**Data lines:**
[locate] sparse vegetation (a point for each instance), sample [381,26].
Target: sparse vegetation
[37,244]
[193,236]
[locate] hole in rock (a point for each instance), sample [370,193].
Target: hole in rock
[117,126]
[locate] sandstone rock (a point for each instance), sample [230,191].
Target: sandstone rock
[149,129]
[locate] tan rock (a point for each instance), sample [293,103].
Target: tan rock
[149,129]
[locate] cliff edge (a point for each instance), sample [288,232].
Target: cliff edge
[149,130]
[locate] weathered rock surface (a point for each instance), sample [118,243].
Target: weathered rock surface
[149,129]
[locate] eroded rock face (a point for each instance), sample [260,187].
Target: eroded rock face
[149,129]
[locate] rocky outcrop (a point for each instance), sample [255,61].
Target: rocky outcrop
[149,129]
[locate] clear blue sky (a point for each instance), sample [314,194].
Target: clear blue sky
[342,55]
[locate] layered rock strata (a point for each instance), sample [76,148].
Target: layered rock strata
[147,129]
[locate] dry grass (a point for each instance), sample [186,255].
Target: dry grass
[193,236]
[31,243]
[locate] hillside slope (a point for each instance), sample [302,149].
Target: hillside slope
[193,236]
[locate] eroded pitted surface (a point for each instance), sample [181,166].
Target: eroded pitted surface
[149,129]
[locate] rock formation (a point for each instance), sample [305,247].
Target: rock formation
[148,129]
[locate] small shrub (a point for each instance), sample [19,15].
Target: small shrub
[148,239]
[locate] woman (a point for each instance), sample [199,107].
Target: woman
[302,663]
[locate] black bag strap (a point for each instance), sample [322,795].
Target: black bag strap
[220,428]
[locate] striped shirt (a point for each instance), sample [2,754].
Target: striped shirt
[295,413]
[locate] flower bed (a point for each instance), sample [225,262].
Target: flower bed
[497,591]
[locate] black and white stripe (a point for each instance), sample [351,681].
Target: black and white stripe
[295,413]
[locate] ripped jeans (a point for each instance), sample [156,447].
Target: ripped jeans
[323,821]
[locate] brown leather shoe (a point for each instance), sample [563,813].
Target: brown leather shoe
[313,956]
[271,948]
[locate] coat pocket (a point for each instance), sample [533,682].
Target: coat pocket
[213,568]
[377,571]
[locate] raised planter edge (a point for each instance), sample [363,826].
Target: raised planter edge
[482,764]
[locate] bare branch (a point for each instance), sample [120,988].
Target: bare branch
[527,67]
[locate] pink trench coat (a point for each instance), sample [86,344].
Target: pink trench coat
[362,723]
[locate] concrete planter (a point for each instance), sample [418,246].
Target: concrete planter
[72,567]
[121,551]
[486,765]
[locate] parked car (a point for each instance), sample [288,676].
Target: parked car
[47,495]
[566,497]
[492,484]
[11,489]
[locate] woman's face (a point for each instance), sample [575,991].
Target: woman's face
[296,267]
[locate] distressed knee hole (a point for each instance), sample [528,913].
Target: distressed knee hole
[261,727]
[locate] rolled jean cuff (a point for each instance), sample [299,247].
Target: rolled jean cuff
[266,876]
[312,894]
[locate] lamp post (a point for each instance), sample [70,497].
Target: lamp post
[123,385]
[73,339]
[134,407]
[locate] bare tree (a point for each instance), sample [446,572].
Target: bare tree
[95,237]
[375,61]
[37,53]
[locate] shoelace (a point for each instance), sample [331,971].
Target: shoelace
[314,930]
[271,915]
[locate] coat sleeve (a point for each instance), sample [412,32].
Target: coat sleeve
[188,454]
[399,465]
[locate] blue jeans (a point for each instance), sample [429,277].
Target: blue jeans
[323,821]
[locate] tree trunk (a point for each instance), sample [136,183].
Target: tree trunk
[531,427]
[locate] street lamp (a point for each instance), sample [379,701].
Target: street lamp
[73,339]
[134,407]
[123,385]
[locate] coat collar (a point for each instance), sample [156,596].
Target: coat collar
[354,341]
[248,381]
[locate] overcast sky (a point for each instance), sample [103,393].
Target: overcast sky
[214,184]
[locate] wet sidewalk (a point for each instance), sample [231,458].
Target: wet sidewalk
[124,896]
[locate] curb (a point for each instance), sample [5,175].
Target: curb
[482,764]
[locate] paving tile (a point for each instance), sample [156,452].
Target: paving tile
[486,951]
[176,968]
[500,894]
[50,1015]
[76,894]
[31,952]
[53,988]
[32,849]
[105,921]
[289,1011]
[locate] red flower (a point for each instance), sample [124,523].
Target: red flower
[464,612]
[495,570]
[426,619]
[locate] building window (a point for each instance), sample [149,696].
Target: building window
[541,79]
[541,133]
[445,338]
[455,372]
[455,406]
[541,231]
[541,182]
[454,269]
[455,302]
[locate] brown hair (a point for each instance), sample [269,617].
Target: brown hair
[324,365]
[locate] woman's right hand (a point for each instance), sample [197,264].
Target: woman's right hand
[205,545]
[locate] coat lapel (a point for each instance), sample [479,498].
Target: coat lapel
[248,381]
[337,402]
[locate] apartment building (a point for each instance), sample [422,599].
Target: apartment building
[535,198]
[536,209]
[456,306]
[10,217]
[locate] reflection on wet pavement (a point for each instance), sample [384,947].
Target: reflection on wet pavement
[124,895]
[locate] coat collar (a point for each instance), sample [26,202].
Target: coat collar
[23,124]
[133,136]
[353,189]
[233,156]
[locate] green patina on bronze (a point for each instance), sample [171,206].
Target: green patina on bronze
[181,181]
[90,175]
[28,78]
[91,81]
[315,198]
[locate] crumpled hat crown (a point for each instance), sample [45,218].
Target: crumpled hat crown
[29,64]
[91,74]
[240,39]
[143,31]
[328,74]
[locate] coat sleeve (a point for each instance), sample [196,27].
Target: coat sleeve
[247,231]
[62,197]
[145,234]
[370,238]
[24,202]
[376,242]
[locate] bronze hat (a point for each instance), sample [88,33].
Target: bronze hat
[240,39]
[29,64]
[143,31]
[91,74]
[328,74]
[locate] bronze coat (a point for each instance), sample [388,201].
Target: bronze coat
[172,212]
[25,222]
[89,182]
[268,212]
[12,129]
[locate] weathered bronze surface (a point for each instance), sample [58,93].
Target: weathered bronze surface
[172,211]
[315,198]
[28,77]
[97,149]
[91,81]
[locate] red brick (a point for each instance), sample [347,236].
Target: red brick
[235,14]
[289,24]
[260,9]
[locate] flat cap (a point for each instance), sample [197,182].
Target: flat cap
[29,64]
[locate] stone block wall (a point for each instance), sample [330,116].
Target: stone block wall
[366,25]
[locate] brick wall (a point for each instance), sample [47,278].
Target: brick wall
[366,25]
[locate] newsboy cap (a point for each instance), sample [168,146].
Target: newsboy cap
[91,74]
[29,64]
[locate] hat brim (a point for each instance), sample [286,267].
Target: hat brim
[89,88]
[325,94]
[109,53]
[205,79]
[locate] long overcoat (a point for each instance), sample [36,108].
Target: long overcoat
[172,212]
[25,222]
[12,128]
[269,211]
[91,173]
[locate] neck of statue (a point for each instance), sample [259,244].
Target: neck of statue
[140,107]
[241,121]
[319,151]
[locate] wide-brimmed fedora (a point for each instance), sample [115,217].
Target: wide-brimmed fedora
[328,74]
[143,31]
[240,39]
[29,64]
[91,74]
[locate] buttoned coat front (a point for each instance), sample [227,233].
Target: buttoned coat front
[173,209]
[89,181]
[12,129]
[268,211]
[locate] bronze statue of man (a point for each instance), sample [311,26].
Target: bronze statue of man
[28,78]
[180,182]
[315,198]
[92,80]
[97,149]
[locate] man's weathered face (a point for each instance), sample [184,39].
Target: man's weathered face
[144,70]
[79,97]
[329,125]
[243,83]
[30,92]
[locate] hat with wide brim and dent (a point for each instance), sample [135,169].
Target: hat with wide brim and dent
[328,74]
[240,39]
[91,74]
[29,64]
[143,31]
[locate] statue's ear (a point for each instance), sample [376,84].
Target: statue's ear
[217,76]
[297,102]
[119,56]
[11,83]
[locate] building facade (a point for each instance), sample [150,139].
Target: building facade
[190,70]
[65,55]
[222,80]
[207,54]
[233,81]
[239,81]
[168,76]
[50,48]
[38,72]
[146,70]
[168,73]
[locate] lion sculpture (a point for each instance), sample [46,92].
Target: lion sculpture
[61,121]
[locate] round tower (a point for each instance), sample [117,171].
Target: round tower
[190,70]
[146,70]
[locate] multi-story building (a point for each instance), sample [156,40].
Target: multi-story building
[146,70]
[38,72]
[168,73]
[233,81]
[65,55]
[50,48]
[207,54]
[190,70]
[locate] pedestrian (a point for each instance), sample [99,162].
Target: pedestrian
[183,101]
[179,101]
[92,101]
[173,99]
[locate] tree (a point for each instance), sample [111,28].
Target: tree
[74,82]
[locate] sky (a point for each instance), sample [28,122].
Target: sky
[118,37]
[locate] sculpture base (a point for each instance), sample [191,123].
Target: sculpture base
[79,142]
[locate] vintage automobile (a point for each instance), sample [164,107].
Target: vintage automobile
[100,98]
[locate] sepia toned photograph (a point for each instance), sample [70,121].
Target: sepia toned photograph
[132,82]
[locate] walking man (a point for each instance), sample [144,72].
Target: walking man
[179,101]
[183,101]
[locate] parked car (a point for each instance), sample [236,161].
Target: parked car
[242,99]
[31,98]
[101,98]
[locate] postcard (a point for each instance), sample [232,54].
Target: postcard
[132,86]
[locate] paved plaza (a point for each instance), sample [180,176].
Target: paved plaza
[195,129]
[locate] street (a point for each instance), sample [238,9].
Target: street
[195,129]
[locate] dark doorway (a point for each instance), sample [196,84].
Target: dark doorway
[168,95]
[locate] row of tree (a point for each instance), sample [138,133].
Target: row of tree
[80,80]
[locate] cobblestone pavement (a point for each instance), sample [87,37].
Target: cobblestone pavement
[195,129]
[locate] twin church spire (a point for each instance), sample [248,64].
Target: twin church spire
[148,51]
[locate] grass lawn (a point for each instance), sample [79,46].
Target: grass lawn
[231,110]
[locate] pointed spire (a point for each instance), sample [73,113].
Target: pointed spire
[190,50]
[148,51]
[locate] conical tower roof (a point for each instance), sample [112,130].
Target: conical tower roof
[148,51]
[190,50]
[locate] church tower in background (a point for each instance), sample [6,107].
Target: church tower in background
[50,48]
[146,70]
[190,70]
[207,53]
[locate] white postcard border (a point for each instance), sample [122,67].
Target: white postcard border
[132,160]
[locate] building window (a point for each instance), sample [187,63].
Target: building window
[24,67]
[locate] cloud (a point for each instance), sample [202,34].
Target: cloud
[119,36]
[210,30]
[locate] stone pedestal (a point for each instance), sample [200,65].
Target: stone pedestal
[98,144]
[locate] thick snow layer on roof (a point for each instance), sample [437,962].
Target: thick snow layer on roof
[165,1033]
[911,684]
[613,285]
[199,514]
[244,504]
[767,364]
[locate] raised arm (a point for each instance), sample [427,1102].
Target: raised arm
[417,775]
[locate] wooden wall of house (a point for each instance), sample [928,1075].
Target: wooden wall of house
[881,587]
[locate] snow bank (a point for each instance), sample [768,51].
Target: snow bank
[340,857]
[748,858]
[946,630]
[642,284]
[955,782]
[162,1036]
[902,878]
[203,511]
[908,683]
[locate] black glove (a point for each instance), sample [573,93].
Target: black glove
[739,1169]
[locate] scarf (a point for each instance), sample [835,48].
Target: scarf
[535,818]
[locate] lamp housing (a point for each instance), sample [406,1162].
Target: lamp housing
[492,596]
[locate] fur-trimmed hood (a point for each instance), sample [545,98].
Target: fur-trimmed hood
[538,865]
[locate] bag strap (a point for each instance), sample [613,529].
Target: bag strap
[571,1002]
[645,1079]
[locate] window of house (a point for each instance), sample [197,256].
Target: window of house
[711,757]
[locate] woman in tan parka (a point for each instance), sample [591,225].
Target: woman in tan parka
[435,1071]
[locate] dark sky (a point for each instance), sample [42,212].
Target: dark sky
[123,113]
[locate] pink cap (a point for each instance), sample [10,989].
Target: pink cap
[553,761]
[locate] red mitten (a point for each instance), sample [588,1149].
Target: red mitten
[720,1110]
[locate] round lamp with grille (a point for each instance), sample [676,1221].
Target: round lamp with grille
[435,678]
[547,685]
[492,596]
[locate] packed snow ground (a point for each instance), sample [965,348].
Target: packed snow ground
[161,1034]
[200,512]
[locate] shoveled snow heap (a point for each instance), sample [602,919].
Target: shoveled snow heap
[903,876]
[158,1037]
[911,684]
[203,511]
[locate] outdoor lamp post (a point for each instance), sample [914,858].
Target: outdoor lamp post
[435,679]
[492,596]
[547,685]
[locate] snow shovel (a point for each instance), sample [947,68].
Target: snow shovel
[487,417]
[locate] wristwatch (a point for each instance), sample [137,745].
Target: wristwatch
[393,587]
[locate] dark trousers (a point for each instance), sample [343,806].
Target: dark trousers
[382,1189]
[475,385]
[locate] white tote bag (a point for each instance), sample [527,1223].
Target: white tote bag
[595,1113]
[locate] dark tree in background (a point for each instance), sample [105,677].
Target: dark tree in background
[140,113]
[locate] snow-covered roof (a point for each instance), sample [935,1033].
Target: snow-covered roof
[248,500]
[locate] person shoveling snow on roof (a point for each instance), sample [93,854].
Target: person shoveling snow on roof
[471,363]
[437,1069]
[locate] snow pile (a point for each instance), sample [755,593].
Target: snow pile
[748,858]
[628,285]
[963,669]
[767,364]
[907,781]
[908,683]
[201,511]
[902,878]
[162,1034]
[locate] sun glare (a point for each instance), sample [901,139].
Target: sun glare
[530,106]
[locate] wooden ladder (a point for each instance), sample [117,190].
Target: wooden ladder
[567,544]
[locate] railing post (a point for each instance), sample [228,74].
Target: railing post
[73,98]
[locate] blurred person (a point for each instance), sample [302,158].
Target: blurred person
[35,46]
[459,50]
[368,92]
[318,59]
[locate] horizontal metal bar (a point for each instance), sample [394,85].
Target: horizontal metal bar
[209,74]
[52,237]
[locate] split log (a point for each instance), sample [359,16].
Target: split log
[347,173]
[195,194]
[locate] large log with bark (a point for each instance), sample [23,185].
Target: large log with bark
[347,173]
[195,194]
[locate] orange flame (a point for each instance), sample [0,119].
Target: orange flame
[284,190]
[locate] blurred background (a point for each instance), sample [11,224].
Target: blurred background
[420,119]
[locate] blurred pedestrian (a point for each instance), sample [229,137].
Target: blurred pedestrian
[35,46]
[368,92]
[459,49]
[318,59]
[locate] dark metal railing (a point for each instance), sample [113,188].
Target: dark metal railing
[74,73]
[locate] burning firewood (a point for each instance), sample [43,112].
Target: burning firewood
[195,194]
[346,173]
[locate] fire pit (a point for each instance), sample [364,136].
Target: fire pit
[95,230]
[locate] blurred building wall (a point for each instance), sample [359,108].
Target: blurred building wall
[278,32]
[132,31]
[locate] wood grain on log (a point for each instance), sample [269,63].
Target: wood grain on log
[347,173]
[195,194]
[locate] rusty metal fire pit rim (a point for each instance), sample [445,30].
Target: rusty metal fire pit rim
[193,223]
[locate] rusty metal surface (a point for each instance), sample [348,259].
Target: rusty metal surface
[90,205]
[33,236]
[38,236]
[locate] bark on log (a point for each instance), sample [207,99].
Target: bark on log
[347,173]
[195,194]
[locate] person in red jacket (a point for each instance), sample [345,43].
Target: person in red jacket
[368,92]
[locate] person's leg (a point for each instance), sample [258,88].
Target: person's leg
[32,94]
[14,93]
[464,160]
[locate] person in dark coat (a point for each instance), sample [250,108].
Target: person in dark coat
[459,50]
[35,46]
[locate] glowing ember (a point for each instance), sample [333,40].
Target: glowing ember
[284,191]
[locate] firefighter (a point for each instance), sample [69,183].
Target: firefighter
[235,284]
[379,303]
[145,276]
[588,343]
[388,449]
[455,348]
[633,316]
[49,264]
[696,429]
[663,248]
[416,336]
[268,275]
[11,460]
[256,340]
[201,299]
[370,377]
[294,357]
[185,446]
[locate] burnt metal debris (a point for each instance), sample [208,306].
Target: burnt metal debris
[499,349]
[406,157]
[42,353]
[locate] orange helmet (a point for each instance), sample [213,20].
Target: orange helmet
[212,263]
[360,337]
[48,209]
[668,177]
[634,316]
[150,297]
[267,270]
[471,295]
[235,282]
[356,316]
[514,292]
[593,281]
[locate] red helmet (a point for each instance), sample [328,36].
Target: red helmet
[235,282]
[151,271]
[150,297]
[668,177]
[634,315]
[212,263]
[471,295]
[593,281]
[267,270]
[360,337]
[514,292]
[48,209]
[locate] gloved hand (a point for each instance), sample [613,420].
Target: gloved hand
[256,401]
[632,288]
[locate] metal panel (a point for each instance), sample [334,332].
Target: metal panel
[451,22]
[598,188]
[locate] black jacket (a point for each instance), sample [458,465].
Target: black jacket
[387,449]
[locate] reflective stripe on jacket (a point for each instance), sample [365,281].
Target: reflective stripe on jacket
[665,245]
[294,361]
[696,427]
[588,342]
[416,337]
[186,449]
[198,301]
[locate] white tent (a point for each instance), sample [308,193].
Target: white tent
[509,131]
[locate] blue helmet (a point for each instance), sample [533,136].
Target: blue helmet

**Aim:** Copy the lines of the listing above, starting at the line with "[locate] metal panel" and continuing through the end of the listing, with no changes.

**Reply:**
[locate] metal panel (a point for each instance), sample [334,332].
Target: metal panel
[451,22]
[598,188]
[locate] black jacket (a point for each instance), sample [458,465].
Target: black jacket
[387,449]
[locate] reflective stripe on jacket (a point for each instance), sample [365,281].
Target: reflective stripe on jacket
[665,245]
[294,361]
[696,427]
[588,342]
[416,337]
[186,449]
[198,301]
[locate] white tent (a point for each instance), sample [308,193].
Target: white tent
[509,131]
[locate] blue helmet (a point for each instance), sample [533,136].
Target: blue helmet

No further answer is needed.